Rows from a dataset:

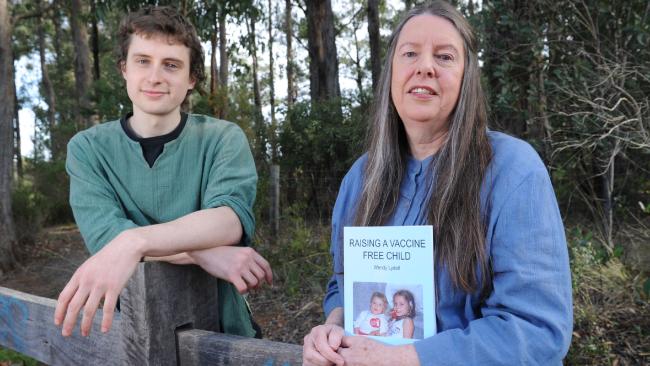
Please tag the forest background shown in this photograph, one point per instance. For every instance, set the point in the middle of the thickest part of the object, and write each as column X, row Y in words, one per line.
column 571, row 77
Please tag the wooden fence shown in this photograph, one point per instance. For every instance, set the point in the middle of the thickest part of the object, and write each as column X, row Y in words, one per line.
column 168, row 317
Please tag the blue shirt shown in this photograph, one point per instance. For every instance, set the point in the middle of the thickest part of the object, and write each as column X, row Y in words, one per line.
column 528, row 317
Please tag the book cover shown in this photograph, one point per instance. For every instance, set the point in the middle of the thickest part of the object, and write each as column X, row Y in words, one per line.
column 389, row 285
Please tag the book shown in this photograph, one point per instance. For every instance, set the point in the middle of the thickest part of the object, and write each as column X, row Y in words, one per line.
column 389, row 282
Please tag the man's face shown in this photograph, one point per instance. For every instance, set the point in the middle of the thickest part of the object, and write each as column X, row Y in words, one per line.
column 157, row 75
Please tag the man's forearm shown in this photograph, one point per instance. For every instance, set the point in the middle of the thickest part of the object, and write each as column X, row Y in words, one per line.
column 196, row 231
column 335, row 317
column 180, row 258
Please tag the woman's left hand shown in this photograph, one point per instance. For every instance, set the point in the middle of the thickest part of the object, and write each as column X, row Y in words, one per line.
column 357, row 350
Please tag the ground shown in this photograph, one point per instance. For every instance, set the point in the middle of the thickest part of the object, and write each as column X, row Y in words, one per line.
column 48, row 265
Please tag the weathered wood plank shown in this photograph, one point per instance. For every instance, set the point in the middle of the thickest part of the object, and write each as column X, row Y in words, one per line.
column 158, row 299
column 199, row 347
column 27, row 326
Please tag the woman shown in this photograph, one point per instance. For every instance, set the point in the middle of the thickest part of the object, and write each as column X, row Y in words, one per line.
column 503, row 284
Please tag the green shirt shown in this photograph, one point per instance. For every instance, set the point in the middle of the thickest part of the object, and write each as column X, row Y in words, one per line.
column 112, row 188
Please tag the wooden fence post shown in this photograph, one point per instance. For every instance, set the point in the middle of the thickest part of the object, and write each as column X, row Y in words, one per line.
column 168, row 317
column 275, row 201
column 160, row 299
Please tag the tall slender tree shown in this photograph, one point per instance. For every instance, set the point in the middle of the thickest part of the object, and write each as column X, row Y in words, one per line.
column 271, row 57
column 373, row 33
column 288, row 24
column 48, row 89
column 7, row 230
column 223, row 62
column 323, row 60
column 82, row 69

Written exercise: Turn the lines from the start of the records up to and including the line with "column 571, row 77" into a JSON list of strings, one string per line, skipping blank lines. Leave the pictures out.

In response:
[
  "Please tag the forest background shown in this photograph, one point per instance. For every instance, set the point in the middle of the thickest part of the object, and write each as column X, row Y in words, one per line.",
  "column 571, row 77"
]